─── MATERIAL FOR THIS EXERCISE ───

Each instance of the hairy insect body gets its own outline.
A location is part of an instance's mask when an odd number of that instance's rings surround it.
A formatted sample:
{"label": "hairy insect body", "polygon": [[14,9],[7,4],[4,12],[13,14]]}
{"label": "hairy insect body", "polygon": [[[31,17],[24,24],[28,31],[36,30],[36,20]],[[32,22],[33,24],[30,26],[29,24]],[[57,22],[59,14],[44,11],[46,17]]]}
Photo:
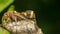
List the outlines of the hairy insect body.
{"label": "hairy insect body", "polygon": [[[30,16],[32,20],[22,16],[20,13],[16,13],[16,11],[15,13],[10,12],[9,14],[11,15],[5,16],[5,14],[3,16],[2,24],[3,27],[5,27],[8,31],[11,32],[11,34],[43,34],[41,29],[37,26],[36,20],[32,19],[32,17],[34,16],[32,15],[33,12],[31,12]],[[27,15],[26,13],[23,14],[25,16]],[[35,17],[33,18],[35,19]]]}

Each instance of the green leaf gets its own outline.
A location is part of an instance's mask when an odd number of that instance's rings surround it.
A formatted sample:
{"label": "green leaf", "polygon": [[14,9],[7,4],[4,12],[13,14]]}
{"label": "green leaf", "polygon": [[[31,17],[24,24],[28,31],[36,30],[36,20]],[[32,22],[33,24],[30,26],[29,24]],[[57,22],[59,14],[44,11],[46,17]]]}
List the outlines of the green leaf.
{"label": "green leaf", "polygon": [[8,7],[14,0],[0,0],[0,12]]}
{"label": "green leaf", "polygon": [[14,6],[14,5],[11,5],[11,6],[9,7],[8,11],[13,11],[14,8],[15,8],[15,6]]}
{"label": "green leaf", "polygon": [[10,32],[8,32],[4,28],[0,27],[0,34],[10,34]]}

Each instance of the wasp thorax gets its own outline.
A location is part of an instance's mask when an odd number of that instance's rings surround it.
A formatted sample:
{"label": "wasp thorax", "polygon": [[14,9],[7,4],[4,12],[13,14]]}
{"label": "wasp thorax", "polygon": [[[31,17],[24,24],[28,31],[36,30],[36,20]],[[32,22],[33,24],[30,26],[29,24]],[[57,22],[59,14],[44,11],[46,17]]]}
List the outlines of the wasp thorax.
{"label": "wasp thorax", "polygon": [[[33,12],[30,13],[31,19],[35,19],[35,17],[32,15]],[[25,14],[25,16],[23,14]],[[43,34],[38,28],[36,20],[34,21],[28,19],[26,15],[26,12],[19,13],[16,11],[5,13],[2,17],[3,27],[5,27],[12,34]]]}

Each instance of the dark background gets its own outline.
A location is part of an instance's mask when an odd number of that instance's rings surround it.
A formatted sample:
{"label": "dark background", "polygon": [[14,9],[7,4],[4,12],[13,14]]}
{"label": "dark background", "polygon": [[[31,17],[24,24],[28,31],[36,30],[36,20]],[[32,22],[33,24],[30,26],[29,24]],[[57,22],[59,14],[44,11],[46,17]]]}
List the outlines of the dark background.
{"label": "dark background", "polygon": [[[15,5],[16,11],[34,10],[37,24],[44,34],[60,34],[60,2],[58,0],[15,0],[12,4]],[[8,8],[4,11],[6,12]],[[0,15],[2,16],[3,13]]]}

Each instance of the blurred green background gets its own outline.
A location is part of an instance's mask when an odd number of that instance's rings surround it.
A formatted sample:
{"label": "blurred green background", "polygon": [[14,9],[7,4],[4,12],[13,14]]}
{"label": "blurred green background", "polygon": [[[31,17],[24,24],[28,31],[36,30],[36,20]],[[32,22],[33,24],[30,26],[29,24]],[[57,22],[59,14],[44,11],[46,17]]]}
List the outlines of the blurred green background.
{"label": "blurred green background", "polygon": [[16,11],[34,10],[37,24],[44,34],[60,34],[60,2],[58,0],[9,0],[5,2],[8,4],[4,2],[0,2],[0,23],[2,15],[11,5],[14,5]]}

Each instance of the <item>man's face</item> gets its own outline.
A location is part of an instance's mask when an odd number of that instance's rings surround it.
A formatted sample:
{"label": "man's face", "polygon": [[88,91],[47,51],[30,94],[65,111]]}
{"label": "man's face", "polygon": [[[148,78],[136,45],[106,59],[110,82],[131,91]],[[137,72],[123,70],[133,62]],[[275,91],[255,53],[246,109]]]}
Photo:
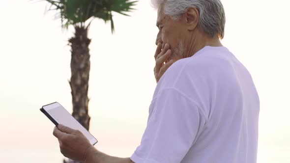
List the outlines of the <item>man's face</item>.
{"label": "man's face", "polygon": [[181,57],[184,52],[182,41],[186,37],[184,25],[180,20],[174,20],[170,16],[165,15],[163,7],[158,9],[156,26],[158,27],[156,44],[162,44],[162,49],[166,43],[170,46],[172,53],[167,61],[173,59],[177,60]]}

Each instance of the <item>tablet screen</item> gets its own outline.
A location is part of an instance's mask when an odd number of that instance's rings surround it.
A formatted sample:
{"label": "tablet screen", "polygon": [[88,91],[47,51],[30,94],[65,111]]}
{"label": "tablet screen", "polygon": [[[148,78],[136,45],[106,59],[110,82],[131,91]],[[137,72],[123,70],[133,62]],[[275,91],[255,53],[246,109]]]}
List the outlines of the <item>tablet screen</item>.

───

Repeat every line of the data above verbatim, leaving the pictures out of your answer.

Each instance of the hairy insect body gets its own outline.
A location is part of an instance's mask when an odd number of that instance's rings surround it.
A formatted sample:
{"label": "hairy insect body", "polygon": [[14,9],[7,4],[4,12],[13,14]]}
{"label": "hairy insect body", "polygon": [[[31,17],[24,24],[28,31],[36,30],[36,20]],[[32,22],[33,24],[30,26],[29,24]],[[57,22],[59,14],[44,11],[46,17]]]}
Photo:
List the outlines of the hairy insect body.
{"label": "hairy insect body", "polygon": [[[30,16],[32,20],[22,16],[20,13],[16,13],[16,11],[15,13],[10,12],[9,14],[11,15],[5,16],[5,14],[3,16],[2,24],[3,27],[5,27],[8,31],[11,32],[11,34],[43,34],[41,29],[37,26],[36,20],[32,19],[32,17],[34,16],[32,15],[33,12],[31,12]],[[27,15],[26,13],[23,14],[25,16]],[[35,17],[33,18],[35,19]]]}

Each instance of the green leaf gets its own outline.
A location is part of an instance's mask when an odd number of that instance's rings surround it.
A formatted sample:
{"label": "green leaf", "polygon": [[14,9],[7,4],[4,12],[13,14]]}
{"label": "green leaf", "polygon": [[[31,17],[24,24],[28,31],[36,30],[36,20]],[[32,22],[33,24],[30,26],[29,24]],[[57,22],[59,14],[44,11],[46,17]]]}
List the outlines of the green leaf.
{"label": "green leaf", "polygon": [[8,7],[14,0],[0,0],[0,12]]}
{"label": "green leaf", "polygon": [[14,6],[14,5],[11,5],[11,6],[9,7],[8,11],[13,11],[14,8],[15,8],[15,6]]}
{"label": "green leaf", "polygon": [[10,32],[8,32],[4,28],[0,27],[0,34],[10,34]]}

Each instance of the wasp thorax gets its own outline.
A location is part of an instance's mask when an odd number of that instance's rings surround it.
A formatted sample:
{"label": "wasp thorax", "polygon": [[14,9],[7,4],[4,12],[13,14]]}
{"label": "wasp thorax", "polygon": [[[31,17],[24,24],[28,31],[36,30],[36,20]],[[32,22],[33,24],[30,26],[29,24]],[[57,22],[59,14],[44,11],[46,17]]]}
List the outlines of the wasp thorax.
{"label": "wasp thorax", "polygon": [[[33,12],[30,13],[31,19],[35,19],[35,17],[32,15]],[[25,14],[25,16],[23,14]],[[43,34],[38,28],[36,20],[34,21],[28,19],[26,15],[26,12],[19,13],[16,11],[5,13],[2,17],[3,27],[5,27],[12,34]]]}

Each instance of the dark background gets its own outline.
A location is part of an instance's mask when an odd number of that instance's rings surround it.
A formatted sample:
{"label": "dark background", "polygon": [[14,9],[7,4],[4,12],[13,14]]}
{"label": "dark background", "polygon": [[[31,17],[24,24],[28,31],[36,30],[36,20]],[[32,22],[33,24],[30,26],[29,24]],[[57,22],[59,14],[44,11],[46,17]]]}
List the outlines of the dark background.
{"label": "dark background", "polygon": [[[15,5],[16,11],[34,10],[37,24],[44,34],[60,34],[60,2],[58,0],[15,0],[12,4]],[[8,8],[4,11],[6,12]],[[0,15],[2,16],[3,13]]]}

Each instance of the blurred green background gets its own outline.
A location is part of an instance's mask when an odd number of that instance's rings surround it.
A formatted sample:
{"label": "blurred green background", "polygon": [[14,9],[7,4],[4,12],[13,14]]}
{"label": "blurred green background", "polygon": [[[31,17],[24,24],[28,31],[36,30],[36,20]],[[32,22],[33,24],[30,26],[29,24]],[[57,22],[59,14],[44,11],[46,17]]]}
List the outlines of the blurred green background.
{"label": "blurred green background", "polygon": [[16,11],[34,10],[37,24],[44,34],[60,34],[60,2],[58,0],[9,0],[5,2],[8,4],[4,2],[0,2],[0,23],[2,15],[11,5],[14,5]]}

Each instance of the <item>man's face</item> gets its own outline.
A location is part of an instance's mask when an odd number of that instance's rings surround it.
A formatted sample:
{"label": "man's face", "polygon": [[88,91],[47,51],[30,94],[65,111]]}
{"label": "man's face", "polygon": [[[148,78],[136,45],[106,59],[110,82],[131,91]],[[137,72],[123,70],[133,62]],[[275,91],[255,53],[246,109]]]}
Photo:
List the outlines of the <item>man's face</item>.
{"label": "man's face", "polygon": [[181,57],[184,52],[182,41],[186,37],[184,25],[180,20],[174,20],[170,16],[165,15],[163,7],[158,9],[156,26],[158,27],[156,44],[162,44],[162,49],[166,43],[170,46],[172,53],[167,61],[173,59],[177,60]]}

Each instance of the <item>tablet screen</item> gets its own outline.
A location is part of an instance's mask when an odd number of that instance's rings surround it.
A formatted sample:
{"label": "tablet screen", "polygon": [[88,91],[47,51],[30,94],[65,111]]}
{"label": "tablet screen", "polygon": [[[148,78],[136,45],[106,59],[110,82],[131,91]],[[137,72],[123,70],[133,62]],[[275,91],[255,53],[246,109]]]}
List the outlines of the <item>tablet screen</item>.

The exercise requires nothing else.